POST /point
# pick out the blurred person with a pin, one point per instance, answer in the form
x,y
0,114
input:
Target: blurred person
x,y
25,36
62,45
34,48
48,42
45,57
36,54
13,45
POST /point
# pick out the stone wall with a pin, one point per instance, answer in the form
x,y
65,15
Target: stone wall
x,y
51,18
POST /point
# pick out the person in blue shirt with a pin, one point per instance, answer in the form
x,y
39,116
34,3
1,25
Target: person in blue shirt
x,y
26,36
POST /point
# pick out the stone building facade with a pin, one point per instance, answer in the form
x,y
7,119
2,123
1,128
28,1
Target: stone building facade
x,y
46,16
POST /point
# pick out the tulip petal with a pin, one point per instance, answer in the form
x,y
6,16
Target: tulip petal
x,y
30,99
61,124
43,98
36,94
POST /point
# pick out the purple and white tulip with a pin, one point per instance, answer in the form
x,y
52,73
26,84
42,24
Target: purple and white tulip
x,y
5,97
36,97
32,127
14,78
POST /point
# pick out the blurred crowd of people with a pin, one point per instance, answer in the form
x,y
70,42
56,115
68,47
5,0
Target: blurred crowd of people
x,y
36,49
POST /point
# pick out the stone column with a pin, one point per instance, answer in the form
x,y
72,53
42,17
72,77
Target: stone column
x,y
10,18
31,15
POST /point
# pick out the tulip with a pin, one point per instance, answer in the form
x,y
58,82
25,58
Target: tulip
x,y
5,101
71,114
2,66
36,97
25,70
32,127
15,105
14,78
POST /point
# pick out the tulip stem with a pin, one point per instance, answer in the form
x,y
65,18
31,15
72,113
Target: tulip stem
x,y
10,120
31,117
===
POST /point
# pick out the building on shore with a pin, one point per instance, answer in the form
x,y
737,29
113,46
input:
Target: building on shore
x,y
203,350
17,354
===
§ **Task goal**: Look through the material and find each line that includes "answer", then copy it.

§ **Reply**:
# pick out the blurred person with a pin, one point per instance, answer in the form
# pick out the stone wall with a pin, one point per instance, answer in the form
# pick out the person in blue shirt with a pin, one point per instance, answer in the form
# pick out the stone building facade with a pin, one point per instance, answer in the form
# pick out the tulip petal with a pin, one point per instance, answer in the form
# pick out the purple and white tulip with a pin, one point per instance, answer in the form
# pick out the blurred crowd of people with a pin, one point per instance, answer in the form
# pick out the stone column with a pin, one point per instance, answer in the form
# pick out the tulip with a pin, one point per instance, answer in the form
# pick out the tulip stem with a pin, one point per instance, answer in the form
# pick out the building on shore with a pin, one point per instance, answer in the form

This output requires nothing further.